* **Article**:
Errors in timeouts #664

olexandr-konovalov · 2016-03-09T10:04:54Z

We have recently merged #342 and it seems that the stability of timeouts code suffered from this. I am creating a new issue to avoid this being overlooked and setting 4.8.3 milestone - at least to revert #342 in the stable-4.8 branch. Here I am collecting reports on observed problems:

master branch, 32-bit build on Ubuntu 14.04:

########> Diff in /home/hudson/hudson/workspace/GAP-dev-compilers/GAPCOPTS/32b\ 
uild/GAPREADLINE/noreadline/label/clang33/GAP-git-snapshot/tst/testinstall/tim\
eout.tst:25
# Input is:
CallWithTimeout(100000, spin2,2000,50000);
# Expected output:
[ true, [ false ] ]
# But found:
Error, Could not set interval timer
########

2. Hanging builds, for example:
* Cygwin64 on Windows 
* 64-bit build with gcc 4.8.4 on Ubuntu 14.04

The text was updated successfully, but these errors were encountered:

hulpke · 2016-03-09T17:23:32Z

This same issue seems to cause the build of #667 to fail. Is there any reason to make the timeout test a part of the standard install tests?

olexandr-konovalov · 2016-03-09T20:24:23Z

@hulpke timeouts were actually there in standard tests before #342, and caused no problems. It is nested timeouts code which triggered this instability. I suggest to take it out of the stable branch for now.

Also, the timeout.tst indeed increases the duration of testinstall, maybe we should move it into teststandard - becayse of using TestDirectory this is as simple as git mv ....

Another often seen diff - this is nested timeout:

########> Diff in /home/hudson/hudson/workspace/GAP-dev/GAPCOPTS/64build/GAPGM\
P/gmp/GAPTARGET/install/label/graupius/GAP-git-snapshot/tst/testinstall/timeout.tst:33
# Input is:
ct := 0;; CallWithTimeout(1000000, function() while true do spin2(500,500000);\
ct := ct+1; od; end);; 2 <= ct; ct <= 10;
# Expected output:
true
true
# But found:
false
true
########

olexandr-konovalov · 2016-03-10T17:12:48Z

I've submitted PR #668 to revert nested alarms in the stable-4.8 branch.

[Point-based annotation data]

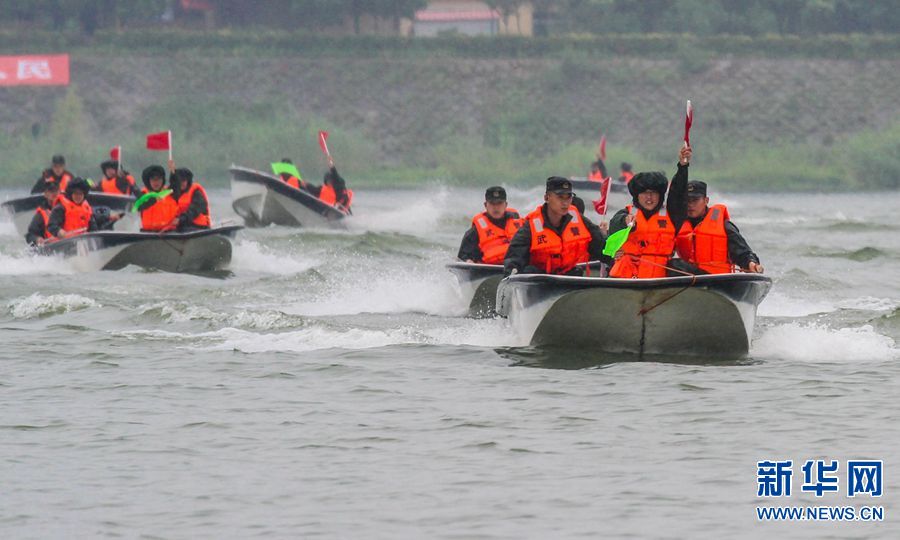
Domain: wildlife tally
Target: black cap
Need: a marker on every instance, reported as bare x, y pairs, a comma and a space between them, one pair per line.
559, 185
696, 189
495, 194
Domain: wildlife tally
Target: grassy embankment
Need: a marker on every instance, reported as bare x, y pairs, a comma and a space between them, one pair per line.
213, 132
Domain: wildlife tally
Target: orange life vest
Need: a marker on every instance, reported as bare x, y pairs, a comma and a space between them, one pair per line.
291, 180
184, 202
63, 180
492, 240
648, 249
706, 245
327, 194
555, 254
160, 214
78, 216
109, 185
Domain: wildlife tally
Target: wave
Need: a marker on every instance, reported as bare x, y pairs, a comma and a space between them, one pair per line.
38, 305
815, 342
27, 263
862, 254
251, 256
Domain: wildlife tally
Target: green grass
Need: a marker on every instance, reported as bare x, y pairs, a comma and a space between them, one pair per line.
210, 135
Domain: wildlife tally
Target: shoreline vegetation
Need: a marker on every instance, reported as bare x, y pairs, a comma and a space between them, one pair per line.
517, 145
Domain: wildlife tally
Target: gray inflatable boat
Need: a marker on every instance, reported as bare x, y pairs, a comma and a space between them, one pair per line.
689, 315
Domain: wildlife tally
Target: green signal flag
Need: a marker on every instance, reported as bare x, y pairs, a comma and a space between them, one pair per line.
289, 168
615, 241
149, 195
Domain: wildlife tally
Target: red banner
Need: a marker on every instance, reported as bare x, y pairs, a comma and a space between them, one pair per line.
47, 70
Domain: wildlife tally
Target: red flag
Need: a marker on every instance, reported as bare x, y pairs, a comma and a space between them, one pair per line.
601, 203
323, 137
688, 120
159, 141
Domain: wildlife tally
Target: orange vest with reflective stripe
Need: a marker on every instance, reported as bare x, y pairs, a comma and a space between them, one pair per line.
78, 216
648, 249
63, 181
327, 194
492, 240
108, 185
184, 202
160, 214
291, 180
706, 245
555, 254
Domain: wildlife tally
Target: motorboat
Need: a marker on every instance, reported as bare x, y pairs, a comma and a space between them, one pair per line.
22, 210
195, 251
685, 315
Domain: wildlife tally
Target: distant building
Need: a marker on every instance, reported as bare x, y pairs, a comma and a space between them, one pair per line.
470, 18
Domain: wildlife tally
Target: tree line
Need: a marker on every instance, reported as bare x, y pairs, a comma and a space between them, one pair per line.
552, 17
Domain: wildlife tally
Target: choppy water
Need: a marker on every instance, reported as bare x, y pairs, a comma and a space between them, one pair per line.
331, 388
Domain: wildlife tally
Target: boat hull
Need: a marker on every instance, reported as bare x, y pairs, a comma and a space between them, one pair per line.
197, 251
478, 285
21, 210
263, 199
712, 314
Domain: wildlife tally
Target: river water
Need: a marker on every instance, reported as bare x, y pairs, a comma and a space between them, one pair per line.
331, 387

* **What to do**:
[1] Transcribe the thread about timeout errors from "2. Hanging builds, for" to "standard install tests?".
[2] Extract each line of the listing that contains the string "orange".

* **Exercise solutions**:
[1]
2. Hanging builds, for example:
* Cygwin64 on Windows 
* 64-bit build with gcc 4.8.4 on Ubuntu 14.04

The text was updated successfully, but these errors were encountered:

hulpke · 2016-03-09T17:23:32Z

This same issue seems to cause the build of #667 to fail. Is there any reason to make the timeout test a part of the standard install tests?

[2]
Target: orange life vest
Target: orange vest with reflective stripe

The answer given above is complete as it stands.